====== EXERCISE INPUT ======

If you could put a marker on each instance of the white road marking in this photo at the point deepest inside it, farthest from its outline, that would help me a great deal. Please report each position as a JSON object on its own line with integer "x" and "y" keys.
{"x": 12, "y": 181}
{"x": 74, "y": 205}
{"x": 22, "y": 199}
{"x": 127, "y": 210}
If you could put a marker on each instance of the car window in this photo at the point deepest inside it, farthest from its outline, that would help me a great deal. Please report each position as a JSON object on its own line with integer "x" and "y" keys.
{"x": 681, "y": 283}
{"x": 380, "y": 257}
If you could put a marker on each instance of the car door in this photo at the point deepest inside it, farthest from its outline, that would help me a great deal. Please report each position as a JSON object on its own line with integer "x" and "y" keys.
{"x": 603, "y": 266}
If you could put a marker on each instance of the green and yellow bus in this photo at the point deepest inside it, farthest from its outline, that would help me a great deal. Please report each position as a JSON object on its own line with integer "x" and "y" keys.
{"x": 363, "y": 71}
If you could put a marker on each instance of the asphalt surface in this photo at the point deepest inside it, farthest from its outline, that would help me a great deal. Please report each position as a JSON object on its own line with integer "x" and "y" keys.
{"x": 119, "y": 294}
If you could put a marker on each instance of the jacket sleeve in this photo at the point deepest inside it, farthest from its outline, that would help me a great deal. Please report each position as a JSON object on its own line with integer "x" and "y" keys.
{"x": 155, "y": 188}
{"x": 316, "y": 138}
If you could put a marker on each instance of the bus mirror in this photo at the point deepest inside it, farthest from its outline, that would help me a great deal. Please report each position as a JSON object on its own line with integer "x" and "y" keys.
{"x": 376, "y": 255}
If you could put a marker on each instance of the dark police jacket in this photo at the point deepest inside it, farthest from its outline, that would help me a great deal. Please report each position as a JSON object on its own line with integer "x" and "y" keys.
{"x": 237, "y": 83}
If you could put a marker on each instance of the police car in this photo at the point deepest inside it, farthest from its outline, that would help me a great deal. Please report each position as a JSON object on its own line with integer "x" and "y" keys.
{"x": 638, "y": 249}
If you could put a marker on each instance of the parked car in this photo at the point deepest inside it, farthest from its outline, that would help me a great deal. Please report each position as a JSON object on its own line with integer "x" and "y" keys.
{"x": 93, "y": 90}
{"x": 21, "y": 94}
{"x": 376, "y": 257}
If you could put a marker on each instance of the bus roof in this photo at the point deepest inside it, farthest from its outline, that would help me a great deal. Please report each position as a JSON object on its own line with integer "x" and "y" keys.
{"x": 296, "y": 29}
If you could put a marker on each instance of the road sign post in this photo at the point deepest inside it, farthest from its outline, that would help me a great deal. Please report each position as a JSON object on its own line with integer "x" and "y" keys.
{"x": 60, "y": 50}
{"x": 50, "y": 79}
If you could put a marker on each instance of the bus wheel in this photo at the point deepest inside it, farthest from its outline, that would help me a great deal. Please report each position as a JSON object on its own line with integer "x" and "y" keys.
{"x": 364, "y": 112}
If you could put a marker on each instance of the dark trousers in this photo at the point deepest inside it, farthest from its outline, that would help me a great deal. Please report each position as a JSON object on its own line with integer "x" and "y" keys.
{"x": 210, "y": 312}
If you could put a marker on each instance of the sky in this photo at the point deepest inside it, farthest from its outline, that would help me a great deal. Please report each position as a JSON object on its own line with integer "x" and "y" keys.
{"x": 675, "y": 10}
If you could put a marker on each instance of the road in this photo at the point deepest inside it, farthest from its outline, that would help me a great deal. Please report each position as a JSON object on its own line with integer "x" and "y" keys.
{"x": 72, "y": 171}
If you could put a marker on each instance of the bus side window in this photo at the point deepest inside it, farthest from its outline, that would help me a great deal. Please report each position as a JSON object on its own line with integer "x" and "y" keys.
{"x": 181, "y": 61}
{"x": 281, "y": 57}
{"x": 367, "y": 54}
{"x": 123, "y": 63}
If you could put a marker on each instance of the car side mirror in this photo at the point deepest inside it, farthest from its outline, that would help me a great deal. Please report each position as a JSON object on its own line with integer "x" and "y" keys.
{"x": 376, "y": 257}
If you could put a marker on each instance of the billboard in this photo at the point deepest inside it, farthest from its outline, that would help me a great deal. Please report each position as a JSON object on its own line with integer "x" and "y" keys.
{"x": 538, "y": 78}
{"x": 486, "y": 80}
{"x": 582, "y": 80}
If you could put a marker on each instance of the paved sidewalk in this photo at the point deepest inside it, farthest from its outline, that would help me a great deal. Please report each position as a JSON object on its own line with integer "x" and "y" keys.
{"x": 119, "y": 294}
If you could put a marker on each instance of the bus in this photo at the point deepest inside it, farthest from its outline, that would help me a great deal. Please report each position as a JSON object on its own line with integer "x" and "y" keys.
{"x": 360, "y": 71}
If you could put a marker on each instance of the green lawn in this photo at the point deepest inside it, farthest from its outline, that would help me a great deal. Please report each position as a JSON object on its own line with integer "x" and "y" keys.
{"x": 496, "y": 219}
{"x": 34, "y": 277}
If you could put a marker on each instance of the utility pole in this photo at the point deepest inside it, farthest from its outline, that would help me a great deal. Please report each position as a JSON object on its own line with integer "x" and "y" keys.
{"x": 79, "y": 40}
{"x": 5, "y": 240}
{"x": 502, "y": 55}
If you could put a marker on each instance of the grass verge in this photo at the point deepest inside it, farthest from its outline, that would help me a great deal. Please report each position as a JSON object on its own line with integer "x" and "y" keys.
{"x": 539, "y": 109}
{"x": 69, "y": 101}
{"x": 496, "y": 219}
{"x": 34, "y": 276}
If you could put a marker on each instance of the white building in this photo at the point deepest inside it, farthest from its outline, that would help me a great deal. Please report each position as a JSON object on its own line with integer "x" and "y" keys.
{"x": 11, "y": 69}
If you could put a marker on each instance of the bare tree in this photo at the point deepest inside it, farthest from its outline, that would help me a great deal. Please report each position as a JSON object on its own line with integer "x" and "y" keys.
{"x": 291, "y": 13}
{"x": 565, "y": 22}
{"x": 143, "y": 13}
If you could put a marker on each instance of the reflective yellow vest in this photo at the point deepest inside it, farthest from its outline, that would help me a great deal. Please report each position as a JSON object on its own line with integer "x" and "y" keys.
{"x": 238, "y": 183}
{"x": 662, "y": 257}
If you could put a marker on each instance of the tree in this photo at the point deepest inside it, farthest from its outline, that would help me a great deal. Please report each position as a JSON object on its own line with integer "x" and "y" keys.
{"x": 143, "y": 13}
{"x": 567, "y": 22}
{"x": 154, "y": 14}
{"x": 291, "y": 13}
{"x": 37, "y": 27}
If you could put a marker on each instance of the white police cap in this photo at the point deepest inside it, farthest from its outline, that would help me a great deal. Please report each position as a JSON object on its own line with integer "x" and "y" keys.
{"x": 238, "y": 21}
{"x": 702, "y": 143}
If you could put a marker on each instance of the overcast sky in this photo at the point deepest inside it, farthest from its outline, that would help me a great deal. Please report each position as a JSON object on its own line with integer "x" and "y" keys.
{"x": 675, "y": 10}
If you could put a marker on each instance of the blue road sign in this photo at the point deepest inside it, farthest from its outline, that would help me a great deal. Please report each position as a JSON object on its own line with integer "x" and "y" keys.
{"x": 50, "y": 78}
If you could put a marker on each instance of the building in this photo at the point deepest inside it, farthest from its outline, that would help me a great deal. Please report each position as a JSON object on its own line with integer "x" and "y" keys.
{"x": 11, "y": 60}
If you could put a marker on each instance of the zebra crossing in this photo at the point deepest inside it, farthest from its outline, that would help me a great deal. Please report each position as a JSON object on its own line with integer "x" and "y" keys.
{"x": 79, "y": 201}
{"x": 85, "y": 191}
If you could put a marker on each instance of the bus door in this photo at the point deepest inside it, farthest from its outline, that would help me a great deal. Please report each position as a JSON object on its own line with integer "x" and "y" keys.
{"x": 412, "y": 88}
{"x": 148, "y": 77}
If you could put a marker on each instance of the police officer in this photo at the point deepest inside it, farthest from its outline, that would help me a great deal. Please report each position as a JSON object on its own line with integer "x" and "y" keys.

======

- [ACTIVITY] Restate word for word the lines from the one holding "of the building" through the last line of the listing, omitting every earlier line.

- [RESPONSE TO THIS EXERCISE]
If you could put a marker on each instance of the building in this photo at the point deepest inside it, farthest from its outline, that would help me a great deal. Please report each position as a JSON object on its own line with integer "x" and "y" keys.
{"x": 11, "y": 60}
If you could put a marker on each instance of the zebra crossing in this photo at the point deepest inside it, farthest from its outline, that would help me a great deal. Please report each position as a JSON object on its own line with integer "x" and "y" keys.
{"x": 79, "y": 201}
{"x": 85, "y": 191}
If you could put a marker on each instance of the bus door in this photo at the point deepest inside it, farthest from its outline, that would help me a great deal. Please report each position as a JSON object on its own line with integer "x" and "y" keys.
{"x": 412, "y": 88}
{"x": 148, "y": 77}
If you could put a marker on each instance of the police officer in this photo at the point deepest inside it, farthest from its outline, that would help me a great deal. Please report each position as a JSON object on its own line with integer "x" and "y" keys.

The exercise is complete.